Tasks to perform
[A] Copy the passage on supply-chain software vendors word for word, from "Supply-chain software and" to "to market success.".
[B] Extend the article about supply-chain software vendors and their industry focus, picking up after its final sentence.

Supply-chain software and service vendors long have leveraged their experience and capabilities in particular industry segments. But as customers become more cautious with their budgets and more demanding of rapid return on investment, vertical strength is increasingly crucial to market success.
"Customers now want less than 12 months' payback so there isn't time for a lot of customization," says Chris Jones, executive vice president of corporate development and marketing at SynQuest, a supply-chain software company based in Atlanta. "They want something that can quickly solve their business problems, and they want the people who walk in the door to actually know what their business is about."
Buyers today are jaded by their past experiences, adds Scott Zahn, vice president of business development at Optum, a supply-chain execution systems vendor based in White Plains, N.Y. They have probably been "woefully underwhelmed" by prior software implementations, he says, and are looking for the kind of credibility that comes from successful projects at like companies. "There is safety in numbers," adds Kelly Vizzini, vice president of corporate marketing at Optum. "In this climate, everyone is risk averse and they want to go with what they know will work."

Data shown
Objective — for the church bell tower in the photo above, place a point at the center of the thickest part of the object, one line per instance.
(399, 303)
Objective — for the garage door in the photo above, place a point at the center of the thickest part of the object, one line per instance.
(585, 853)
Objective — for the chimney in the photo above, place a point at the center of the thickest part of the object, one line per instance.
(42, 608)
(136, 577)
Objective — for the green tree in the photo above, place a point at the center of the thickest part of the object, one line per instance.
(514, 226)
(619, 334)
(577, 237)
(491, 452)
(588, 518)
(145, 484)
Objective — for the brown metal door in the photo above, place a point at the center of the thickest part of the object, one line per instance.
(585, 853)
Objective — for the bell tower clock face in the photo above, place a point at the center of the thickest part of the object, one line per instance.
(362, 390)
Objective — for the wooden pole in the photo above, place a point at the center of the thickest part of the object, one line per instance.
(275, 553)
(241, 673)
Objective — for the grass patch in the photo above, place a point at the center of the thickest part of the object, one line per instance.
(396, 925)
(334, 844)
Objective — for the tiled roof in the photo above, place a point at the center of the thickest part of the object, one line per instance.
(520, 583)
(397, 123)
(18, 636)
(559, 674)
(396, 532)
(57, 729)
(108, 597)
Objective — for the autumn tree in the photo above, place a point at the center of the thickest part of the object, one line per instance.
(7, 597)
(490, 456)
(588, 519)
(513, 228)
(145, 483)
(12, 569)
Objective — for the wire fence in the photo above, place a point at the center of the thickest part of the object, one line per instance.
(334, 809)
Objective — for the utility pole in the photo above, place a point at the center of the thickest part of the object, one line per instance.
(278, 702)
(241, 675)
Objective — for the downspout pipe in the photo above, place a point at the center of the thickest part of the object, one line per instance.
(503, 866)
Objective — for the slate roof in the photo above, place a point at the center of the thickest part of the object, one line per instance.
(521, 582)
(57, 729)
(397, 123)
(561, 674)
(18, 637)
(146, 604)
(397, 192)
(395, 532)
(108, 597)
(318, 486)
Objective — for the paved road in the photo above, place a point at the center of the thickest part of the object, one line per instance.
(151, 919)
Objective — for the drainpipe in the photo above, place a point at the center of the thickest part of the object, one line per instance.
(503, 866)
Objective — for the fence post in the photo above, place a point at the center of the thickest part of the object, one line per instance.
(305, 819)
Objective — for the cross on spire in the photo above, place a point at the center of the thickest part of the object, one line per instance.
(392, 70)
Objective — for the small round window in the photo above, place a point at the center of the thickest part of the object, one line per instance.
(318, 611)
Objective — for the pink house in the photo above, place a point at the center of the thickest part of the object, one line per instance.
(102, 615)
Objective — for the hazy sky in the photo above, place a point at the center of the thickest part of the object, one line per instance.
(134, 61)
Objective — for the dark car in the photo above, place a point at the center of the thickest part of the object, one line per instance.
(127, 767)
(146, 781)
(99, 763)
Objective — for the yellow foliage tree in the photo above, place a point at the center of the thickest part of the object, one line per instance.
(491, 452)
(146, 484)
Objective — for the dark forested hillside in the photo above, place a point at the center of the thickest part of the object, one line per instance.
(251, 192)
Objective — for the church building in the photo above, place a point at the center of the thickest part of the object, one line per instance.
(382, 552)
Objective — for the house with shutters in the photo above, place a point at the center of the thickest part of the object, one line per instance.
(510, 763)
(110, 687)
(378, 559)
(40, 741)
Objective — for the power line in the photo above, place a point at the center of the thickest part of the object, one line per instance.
==
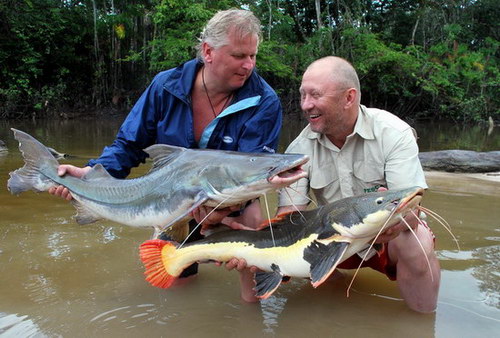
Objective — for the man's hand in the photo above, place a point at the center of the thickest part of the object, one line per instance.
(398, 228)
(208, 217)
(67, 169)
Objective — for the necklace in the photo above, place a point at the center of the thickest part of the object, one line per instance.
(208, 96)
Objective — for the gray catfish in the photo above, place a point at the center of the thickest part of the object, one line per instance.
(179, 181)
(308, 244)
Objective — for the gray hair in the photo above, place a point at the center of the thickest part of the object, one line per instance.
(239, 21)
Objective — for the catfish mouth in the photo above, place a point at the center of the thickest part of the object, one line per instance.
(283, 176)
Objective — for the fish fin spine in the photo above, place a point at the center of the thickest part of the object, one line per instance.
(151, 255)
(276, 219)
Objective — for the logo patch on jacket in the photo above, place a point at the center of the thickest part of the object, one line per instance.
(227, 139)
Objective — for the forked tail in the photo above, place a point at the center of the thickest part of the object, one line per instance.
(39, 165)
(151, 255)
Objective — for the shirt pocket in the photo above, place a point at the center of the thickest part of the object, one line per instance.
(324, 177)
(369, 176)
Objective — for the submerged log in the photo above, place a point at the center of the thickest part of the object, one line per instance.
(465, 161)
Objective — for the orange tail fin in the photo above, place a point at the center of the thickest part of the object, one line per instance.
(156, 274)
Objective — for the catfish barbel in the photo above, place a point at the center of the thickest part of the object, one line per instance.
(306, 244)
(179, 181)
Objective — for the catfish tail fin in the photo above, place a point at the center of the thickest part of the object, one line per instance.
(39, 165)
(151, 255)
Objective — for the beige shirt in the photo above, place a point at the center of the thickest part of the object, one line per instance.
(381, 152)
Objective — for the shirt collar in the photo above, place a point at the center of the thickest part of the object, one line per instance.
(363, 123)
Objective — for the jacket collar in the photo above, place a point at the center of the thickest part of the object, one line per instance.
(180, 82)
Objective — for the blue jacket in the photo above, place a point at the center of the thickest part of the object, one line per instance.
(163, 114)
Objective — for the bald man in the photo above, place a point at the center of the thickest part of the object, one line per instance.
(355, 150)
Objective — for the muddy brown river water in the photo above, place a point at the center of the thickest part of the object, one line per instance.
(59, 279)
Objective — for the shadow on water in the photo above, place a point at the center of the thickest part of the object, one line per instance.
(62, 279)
...
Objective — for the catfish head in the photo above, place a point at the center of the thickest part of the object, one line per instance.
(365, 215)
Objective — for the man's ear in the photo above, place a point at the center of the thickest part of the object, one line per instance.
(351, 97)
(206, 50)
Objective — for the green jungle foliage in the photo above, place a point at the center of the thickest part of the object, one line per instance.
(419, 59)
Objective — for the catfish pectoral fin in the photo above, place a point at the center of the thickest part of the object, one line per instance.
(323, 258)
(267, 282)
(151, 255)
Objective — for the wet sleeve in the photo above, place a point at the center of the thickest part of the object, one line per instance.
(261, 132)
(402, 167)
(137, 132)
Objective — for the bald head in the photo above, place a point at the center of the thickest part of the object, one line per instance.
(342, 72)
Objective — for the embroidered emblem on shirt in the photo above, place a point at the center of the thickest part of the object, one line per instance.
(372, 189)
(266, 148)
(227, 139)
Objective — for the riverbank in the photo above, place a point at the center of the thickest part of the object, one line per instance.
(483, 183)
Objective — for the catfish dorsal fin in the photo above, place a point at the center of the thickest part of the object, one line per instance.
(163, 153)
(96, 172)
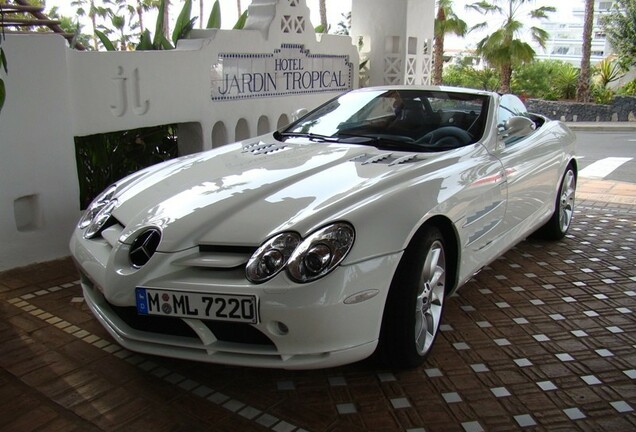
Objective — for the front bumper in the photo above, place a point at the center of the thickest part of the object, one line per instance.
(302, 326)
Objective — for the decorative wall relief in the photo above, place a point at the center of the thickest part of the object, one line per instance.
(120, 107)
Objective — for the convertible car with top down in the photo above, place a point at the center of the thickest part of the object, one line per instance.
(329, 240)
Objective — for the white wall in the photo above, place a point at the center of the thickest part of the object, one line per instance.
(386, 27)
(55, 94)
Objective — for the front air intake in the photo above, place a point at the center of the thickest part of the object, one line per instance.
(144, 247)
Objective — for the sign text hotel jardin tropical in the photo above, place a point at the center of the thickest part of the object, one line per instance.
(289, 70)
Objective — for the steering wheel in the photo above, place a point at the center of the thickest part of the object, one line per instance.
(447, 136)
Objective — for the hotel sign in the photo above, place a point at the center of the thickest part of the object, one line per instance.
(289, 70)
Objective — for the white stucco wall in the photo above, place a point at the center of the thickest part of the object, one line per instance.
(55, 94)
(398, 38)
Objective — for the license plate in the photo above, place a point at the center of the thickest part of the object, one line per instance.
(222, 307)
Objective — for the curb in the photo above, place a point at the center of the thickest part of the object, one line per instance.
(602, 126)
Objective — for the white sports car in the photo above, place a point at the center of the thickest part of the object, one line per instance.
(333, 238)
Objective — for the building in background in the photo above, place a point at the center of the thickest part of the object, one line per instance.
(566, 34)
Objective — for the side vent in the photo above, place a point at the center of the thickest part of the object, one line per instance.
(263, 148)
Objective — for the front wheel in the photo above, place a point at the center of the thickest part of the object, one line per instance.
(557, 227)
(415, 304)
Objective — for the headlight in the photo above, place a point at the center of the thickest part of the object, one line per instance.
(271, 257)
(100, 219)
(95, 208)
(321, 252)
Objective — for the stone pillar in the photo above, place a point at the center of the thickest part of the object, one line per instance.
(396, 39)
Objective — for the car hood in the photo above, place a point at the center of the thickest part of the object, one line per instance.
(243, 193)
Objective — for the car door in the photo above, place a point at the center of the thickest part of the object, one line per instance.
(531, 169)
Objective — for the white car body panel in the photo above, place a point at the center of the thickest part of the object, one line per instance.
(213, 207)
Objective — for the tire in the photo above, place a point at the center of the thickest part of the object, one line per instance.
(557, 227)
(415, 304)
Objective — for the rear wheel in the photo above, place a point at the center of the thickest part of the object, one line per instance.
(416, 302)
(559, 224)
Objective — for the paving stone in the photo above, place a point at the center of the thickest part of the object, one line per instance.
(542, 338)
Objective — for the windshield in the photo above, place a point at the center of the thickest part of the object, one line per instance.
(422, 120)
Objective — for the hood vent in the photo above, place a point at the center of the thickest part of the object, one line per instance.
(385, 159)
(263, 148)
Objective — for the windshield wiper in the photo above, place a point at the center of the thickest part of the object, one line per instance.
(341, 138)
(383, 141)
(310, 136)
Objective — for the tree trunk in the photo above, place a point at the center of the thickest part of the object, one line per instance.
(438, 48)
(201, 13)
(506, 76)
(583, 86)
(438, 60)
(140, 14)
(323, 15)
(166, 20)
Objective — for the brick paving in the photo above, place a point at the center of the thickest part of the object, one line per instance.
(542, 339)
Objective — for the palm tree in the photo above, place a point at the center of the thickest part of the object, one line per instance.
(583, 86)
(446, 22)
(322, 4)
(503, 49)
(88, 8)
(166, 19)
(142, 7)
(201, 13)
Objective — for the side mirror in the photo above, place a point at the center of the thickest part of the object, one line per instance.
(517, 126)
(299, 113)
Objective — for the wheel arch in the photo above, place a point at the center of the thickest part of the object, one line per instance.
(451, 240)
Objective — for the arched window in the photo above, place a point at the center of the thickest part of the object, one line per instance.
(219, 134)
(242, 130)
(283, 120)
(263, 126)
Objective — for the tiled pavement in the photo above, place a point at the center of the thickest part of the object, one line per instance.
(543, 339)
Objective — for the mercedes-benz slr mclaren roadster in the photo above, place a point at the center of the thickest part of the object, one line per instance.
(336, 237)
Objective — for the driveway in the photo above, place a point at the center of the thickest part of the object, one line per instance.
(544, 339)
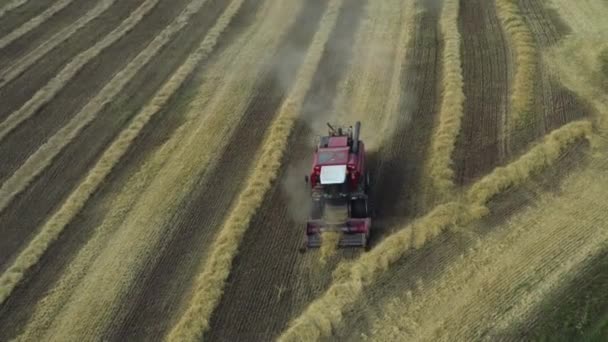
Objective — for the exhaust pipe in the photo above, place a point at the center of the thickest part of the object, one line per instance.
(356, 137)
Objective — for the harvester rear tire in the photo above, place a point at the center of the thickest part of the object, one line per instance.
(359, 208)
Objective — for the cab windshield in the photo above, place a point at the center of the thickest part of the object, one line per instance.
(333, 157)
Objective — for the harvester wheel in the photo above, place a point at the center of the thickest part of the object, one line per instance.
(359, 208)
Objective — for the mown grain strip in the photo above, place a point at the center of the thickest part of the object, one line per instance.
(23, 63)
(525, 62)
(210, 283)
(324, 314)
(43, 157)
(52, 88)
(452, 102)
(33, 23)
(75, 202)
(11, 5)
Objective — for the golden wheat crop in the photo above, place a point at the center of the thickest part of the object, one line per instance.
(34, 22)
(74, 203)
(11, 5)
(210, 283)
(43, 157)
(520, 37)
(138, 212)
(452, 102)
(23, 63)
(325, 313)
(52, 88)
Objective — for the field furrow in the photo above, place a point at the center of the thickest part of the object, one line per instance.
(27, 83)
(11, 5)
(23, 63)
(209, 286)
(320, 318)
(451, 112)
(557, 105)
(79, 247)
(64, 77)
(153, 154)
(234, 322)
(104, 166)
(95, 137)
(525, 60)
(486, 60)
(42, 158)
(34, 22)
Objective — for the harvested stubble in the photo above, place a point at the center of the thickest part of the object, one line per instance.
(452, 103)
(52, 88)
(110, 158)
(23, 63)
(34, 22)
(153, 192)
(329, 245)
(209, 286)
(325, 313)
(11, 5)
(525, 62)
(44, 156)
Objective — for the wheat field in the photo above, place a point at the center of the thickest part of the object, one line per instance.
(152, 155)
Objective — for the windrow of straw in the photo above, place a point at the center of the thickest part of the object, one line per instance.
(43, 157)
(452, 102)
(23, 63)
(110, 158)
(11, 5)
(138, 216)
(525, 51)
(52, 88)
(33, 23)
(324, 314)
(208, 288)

Responses to the exercise
[A]
Supply-chain software and service vendors long have leveraged their experience and capabilities in particular industry segments. But as customers become more cautious with their budgets and more demanding of rapid return on investment, vertical strength is increasingly crucial to market success.

[B]
This trend applies to third-party logistics providers (3PLs) and consultants as well. "If you are one of the world's largest computer manufacturers and you have 20 requests for quotes coming out over the next 36 months, you want to be dealing with a sales professional who really understands the exigencies of your business," says Chris Liberty, group vice president for consumer products at APL Logistics, Oakland. "This customer will say, 'Don't send me a guy who worked on shoes yesterday and Rice Krispies the day before and bed sheets the day before that. I want a guy who understands what goes on in the computer world.'"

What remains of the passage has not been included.